Problem details:
Don't include any picture when you restate the data word for word.

Dataset extract:
|---|

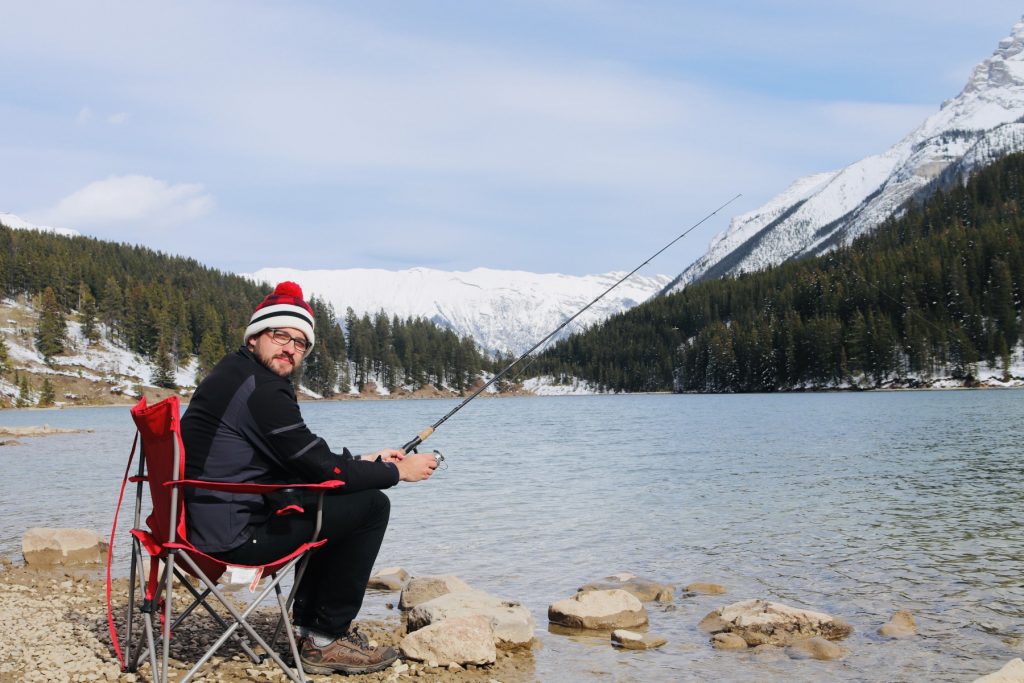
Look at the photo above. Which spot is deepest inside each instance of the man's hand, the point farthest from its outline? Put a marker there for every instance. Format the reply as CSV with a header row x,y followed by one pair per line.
x,y
416,467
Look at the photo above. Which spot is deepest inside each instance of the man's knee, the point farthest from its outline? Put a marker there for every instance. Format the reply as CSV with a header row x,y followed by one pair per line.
x,y
381,505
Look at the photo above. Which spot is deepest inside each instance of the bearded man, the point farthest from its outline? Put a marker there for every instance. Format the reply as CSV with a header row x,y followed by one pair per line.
x,y
244,425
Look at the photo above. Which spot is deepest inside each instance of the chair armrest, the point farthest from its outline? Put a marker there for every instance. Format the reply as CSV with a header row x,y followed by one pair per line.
x,y
235,487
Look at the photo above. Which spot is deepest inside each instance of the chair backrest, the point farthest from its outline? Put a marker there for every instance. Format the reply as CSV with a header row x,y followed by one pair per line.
x,y
160,432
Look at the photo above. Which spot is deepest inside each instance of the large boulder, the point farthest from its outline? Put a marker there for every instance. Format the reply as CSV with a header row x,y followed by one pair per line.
x,y
48,547
816,648
761,622
460,640
1012,673
631,640
389,579
644,589
900,626
511,623
421,589
603,610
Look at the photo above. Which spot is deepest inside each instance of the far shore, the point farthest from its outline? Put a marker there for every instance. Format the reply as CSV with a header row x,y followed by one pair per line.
x,y
154,394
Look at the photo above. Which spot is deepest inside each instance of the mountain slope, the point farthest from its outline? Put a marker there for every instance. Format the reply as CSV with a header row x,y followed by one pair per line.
x,y
506,310
816,213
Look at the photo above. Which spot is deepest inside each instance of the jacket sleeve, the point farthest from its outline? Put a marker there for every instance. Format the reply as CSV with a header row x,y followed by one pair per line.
x,y
280,428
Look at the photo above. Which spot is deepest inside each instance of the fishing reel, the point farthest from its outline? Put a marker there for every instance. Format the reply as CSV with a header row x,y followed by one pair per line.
x,y
438,458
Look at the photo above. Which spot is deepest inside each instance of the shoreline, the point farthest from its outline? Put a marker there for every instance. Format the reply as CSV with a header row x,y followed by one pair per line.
x,y
1016,383
53,628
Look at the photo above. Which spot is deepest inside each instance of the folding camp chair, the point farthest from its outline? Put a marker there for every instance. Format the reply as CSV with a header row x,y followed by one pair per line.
x,y
162,464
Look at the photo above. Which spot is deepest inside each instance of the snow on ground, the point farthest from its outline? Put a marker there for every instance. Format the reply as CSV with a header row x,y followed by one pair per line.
x,y
548,386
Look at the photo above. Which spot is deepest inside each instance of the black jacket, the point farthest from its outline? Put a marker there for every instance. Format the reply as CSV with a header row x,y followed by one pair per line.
x,y
244,424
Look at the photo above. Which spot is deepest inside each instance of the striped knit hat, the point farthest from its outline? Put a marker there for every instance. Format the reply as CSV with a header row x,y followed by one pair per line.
x,y
283,308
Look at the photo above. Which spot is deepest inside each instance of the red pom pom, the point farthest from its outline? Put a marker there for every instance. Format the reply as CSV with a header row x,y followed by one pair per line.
x,y
289,289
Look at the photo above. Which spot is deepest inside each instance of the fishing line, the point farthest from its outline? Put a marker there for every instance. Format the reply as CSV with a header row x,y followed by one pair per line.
x,y
422,436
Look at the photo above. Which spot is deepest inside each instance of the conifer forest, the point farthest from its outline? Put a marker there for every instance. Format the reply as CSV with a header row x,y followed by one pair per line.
x,y
169,308
938,288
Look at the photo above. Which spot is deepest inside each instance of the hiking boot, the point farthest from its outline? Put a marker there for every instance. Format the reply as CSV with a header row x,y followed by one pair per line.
x,y
347,654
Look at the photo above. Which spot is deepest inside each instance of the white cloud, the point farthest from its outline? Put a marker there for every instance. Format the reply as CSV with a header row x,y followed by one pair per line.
x,y
135,200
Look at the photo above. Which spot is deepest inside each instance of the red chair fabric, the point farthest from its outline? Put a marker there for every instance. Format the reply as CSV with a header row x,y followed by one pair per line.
x,y
166,537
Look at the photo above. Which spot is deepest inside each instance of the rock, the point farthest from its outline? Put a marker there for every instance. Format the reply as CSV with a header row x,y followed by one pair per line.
x,y
816,648
643,589
389,579
512,624
761,622
631,640
599,609
421,589
1012,673
459,641
47,547
900,626
728,641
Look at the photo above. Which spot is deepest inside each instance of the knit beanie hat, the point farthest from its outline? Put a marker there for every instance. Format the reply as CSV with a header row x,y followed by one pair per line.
x,y
283,308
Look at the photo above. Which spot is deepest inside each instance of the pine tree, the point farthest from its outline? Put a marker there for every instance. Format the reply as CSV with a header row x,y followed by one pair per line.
x,y
88,313
211,350
50,331
4,356
46,396
163,375
24,393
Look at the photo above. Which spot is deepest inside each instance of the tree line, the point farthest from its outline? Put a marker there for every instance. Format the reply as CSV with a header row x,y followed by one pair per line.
x,y
937,289
170,308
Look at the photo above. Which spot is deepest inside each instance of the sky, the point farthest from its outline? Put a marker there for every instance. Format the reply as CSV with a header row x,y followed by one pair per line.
x,y
544,135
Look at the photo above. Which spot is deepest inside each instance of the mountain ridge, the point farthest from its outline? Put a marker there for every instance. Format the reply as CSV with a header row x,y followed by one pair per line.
x,y
820,211
503,310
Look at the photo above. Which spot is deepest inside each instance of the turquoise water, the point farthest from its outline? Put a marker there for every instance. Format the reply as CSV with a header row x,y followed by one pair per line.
x,y
854,504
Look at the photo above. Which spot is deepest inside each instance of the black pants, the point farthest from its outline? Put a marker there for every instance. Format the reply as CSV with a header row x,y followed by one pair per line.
x,y
331,592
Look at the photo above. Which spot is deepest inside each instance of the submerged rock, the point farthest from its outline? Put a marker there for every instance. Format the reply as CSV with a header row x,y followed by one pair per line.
x,y
900,626
389,579
461,640
761,622
644,589
512,625
631,640
816,648
1012,673
46,547
421,589
601,610
728,641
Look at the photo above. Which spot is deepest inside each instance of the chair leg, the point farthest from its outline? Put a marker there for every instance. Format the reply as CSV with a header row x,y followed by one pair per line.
x,y
168,609
288,630
199,599
291,598
146,647
135,553
241,621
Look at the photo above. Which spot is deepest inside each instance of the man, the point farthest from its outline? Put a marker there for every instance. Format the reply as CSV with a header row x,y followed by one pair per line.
x,y
244,424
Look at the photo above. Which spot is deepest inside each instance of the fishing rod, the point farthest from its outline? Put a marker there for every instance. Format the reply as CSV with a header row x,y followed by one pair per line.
x,y
423,435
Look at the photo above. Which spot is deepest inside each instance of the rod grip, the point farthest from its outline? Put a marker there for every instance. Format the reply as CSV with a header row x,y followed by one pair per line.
x,y
420,438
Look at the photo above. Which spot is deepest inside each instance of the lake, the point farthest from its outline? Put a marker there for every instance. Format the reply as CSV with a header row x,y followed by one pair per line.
x,y
853,504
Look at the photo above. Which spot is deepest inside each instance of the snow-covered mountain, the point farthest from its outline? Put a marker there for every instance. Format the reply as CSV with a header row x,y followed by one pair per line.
x,y
17,223
507,310
816,213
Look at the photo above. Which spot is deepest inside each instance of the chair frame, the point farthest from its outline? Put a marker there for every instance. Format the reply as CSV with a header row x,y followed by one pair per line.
x,y
178,554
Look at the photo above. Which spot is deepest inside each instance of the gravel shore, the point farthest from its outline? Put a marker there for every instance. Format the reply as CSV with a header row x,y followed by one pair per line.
x,y
53,628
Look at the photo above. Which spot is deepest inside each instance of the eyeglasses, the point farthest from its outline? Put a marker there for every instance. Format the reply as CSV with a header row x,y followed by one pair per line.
x,y
281,338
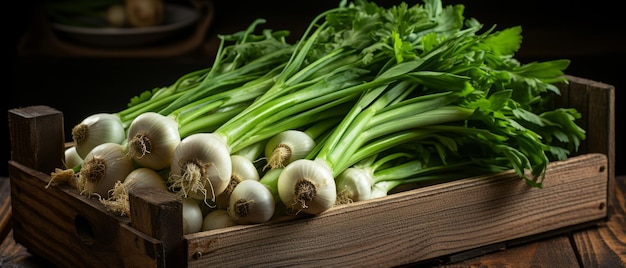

|---|

Answer area:
Look at the photo above. Which spot is deepest inside each instance of the man's hand, the point farthest from its outline? Put a marker there for every instance. Format the reply as CSV with a header row x,y followed by one pair per line.
x,y
416,467
Look at the photo above. Which spot is deepest inside each instance of the man's knee, the point farthest from its outline? Put a marker there for every instance. Format the reply as CSV with a header row x,y followed by one pair per line.
x,y
381,505
Look at the photo above. Which spot is deepest inside each instance of the bearded man, the point farthest from its outline? Put a marker there for every instance. Format the reply as CSV with a header row x,y followed by one pair per line.
x,y
244,425
Look at the photo above. Which spot is deepest inside each instance of the chair armrest, the point farthest from its outline? Put a marker there for every instance. Format the reply as CSV with a header row x,y followed by one pair per line.
x,y
235,487
Look at the photo above. Which spot is deepest inside each instance of the chair backrest, the point farthest from its outline? Put a marker there for every instance. Format the reply as CSV with a header row x,y followed by one pair per line.
x,y
160,432
Look at the photo above. Which spot is deepest inside each instance of the large boulder, the point farthest from its outline? Put a marker there for every instance. Format the reply as CSV with a header row x,y followed by one pair per line.
x,y
48,547
816,648
761,622
460,640
1012,673
631,640
389,579
644,589
900,626
511,623
421,589
603,610
Look at the photo above. Which spot is deepest inside each instance of the far shore, the point farthest from its outline? Put a marker there for every instance. Format the reply as CSV with a header row x,y followed by one pair per line.
x,y
154,394
Look at the photo above. Which spot is deepest inside each instance of the mountain slope, the point farthest from its outline? Put a marker there for every instance. Format the reply as CSV with a header row x,y followed by one pair per line.
x,y
506,310
816,213
Look at the photo above. Which spot is deepest inside each instance of the jacket sleeve, the point farthest from its outline? Put a marker there for every instance. Format the reply as CSV with a header row x,y followed by one pair per line.
x,y
280,428
Look at the photo above. Which spot is deepest inside each instance of the fishing reel, the point farthest from its outline? Put a marker there for every instance. Format the reply as CSV with a header row x,y followed by one pair per line.
x,y
438,458
Look at the photo above. Which spot is deepest inside each instance of the shoreline, the point farthest from its outline? Put a marker there for every instance. Format the reply as CSV with a header row x,y followed by one pair per line.
x,y
1016,383
53,628
Look at the photo above. Which spot is deepest inside each instance of the folding camp chair, the point farthest from its outline? Put a marker there for every instance. Format the reply as CSV with a header row x,y followed by one pair per line.
x,y
162,464
Look at the photo above. Which spot is deepest inside each instance of the snow on ground, the point farthest from its outline? Put a marker there for every instance. Format the reply as CSV with a header row x,y followed by one pair per line.
x,y
548,386
Look at the photo above. Which spot is deepest inside each instance of the black jacket, the point farthest from its outline? Put a marker there for every instance. Format the reply as CSV with a header row x,y followed by one pair per line.
x,y
244,424
Look at the photo above. Which spot is deepest inside each instance of the striped knit hat, the point farthest from its outline? Put a marker there for every instance. Format the reply as CSV with a header row x,y followed by one pair per line.
x,y
283,308
Look at the photo above. Which spot is deepest inside each instance of the red pom pom, the point farthest from its outline? Put a marker there for every instance. Format the reply as CSV with a header row x,y followed by one pair per line.
x,y
289,289
Look at the photo above. Which spot is deepest inside each instance of the fishing line, the point farthest from its outline? Put a marker there for every instance. Format the reply as CSV with a header row x,y followed by one pair per line.
x,y
422,436
Look at the photo above. Which spot is deepest inside each instance of the conifer forest, the point farthest from its outline? Put a marker there for every instance. Format the reply as CSV with a header row x,y followed by one pair per line.
x,y
169,308
938,288
Look at the photo above. Which spot is deepest inside each instance of the hiking boot, the point farthest from its outline? Put a marker there for every instance. Format the reply as CSV with a header row x,y followed by one pair per line.
x,y
347,654
Look at the photo above. Which spot is deepest inside each instance of the white cloud, the point farthest from its outline? Put a marker there for every instance. Format the reply as CSV with a header row x,y followed by one pair per line.
x,y
135,200
Look at the photo above. Which spot is deepest inside each instance of the red chair fabric, the point farthest from its outline? Put a marker there for every instance. Format the reply as CSV with a header row x,y followed by one pair per line.
x,y
166,537
Look at the photo above. Which spot is deepest inside each instance of the rock, the point farthest from its outline? Put a marker there for every instance. Format the reply as CSV with a header row x,y followed by one pair per line.
x,y
816,648
643,589
389,579
512,624
761,622
631,640
599,609
421,589
1012,673
459,641
47,547
900,626
728,641
Look at the photo above. Which spot is deepest inside each instance of the knit beanie hat, the point farthest from its outline? Put a marker there for every instance. Format the reply as CSV with a header row x,y followed by one pair per line.
x,y
283,308
Look at the photo above. Which spot is deepest inside each instance of the pine tree, the point farthest from its outline? Put a marker there for every instance. Format the reply as CSV with a header row x,y followed by one pair per line.
x,y
88,313
211,350
50,331
4,356
46,396
163,375
24,393
Look at the photo above. Which spot is deepest inside each instance of the tree line, the point farthest from its outline? Put a marker there for every instance. Format the reply as CSV with a header row x,y followed by one pair per line.
x,y
937,289
170,308
Look at the photo above. Which spot is deepest inside each instance of the sky, the point farthest from its outline? Put a marker there for every instance. Format the reply as CSV with a header row x,y followed by one pair per line.
x,y
544,135
Look at the photo above. Which spot is deepest inside each instance of the mountain ridge, the point farthest from its outline? Put a marker there for every instance. Format the reply as CSV with a header row x,y followed by one pair per line.
x,y
820,211
503,310
Look at the photo above. Which spot is deepest inside each instance of the turquoise water, the point farthest from its outline? Put a marker there for every instance. Format the reply as CSV with a header row x,y followed by one pair per line.
x,y
854,504
Look at the photo above. Which spot is deepest inside each instance of the black pants, the point farthest from its outline? Put a marker there for every instance. Format the reply as CSV with a header row x,y followed by one pair per line.
x,y
331,592
Look at the photo above. Which spot is deepest inside each instance of the submerged rock, the point farthest from its outline? Put a marker there for every instance. Format the reply as CSV with a header row x,y followed by one pair per line.
x,y
900,626
389,579
461,640
761,622
644,589
512,625
631,640
816,648
1012,673
46,547
421,589
601,610
728,641
Look at the photo above. Which spot is deepest inside each instance of the chair leg, the point farthest from its outline? Put a marker there for every instance. Format the reply as CSV with a header row x,y followed by one pair per line.
x,y
168,609
288,630
199,599
291,598
146,647
135,553
241,621
Look at the photo above. Which spot is deepest inside each instance of the man, the point farthest from its outline? Put a marker there for every instance. Format the reply as CSV with a header row x,y followed by one pair per line.
x,y
244,424
Look at the photo above. Which spot is deepest inside each instance of the fishing rod, the point farthest from its outline? Put a marker there for every instance. Format the reply as CSV with a header row x,y followed by one pair per line.
x,y
423,435
Look at the photo above. Which spot is deepest inside each instance of the rod grip, the point farthest from its outline? Put a marker there for every instance. Format the reply as CSV with a header row x,y followed by one pair per line.
x,y
420,438
Look at the photo above. Which spot is deepest inside each instance of the lake, the point farthest from its outline? Put a marker there for every instance. Format the reply as CSV with a header row x,y followed by one pair per line.
x,y
853,504
Look at the photo above. Which spot is deepest inside each instance of the snow-covered mountain, the point farthest from its outline? Put a marker there for every instance. Format the reply as CSV with a header row x,y followed by one pair per line.
x,y
17,223
507,310
816,213
Look at the photo above. Which spot is deepest inside each instance of the chair frame, the point farthest from its outline? Put a marker there for every instance. Format the reply as CSV with a header row x,y followed by one pair per line.
x,y
178,554
Look at the photo above. Which spot is deepest inside each instance of the gravel shore, the point farthest from its outline? Put a marker there for every instance. Format the reply as CSV with a header row x,y followed by one pair per line.
x,y
53,628
Look at the photo above. Which spot is deepest inside each instance of the eyeglasses, the point farthest from its outline? Put a marker there for every instance. Format the reply as CSV with a header row x,y followed by one pair per line.
x,y
281,338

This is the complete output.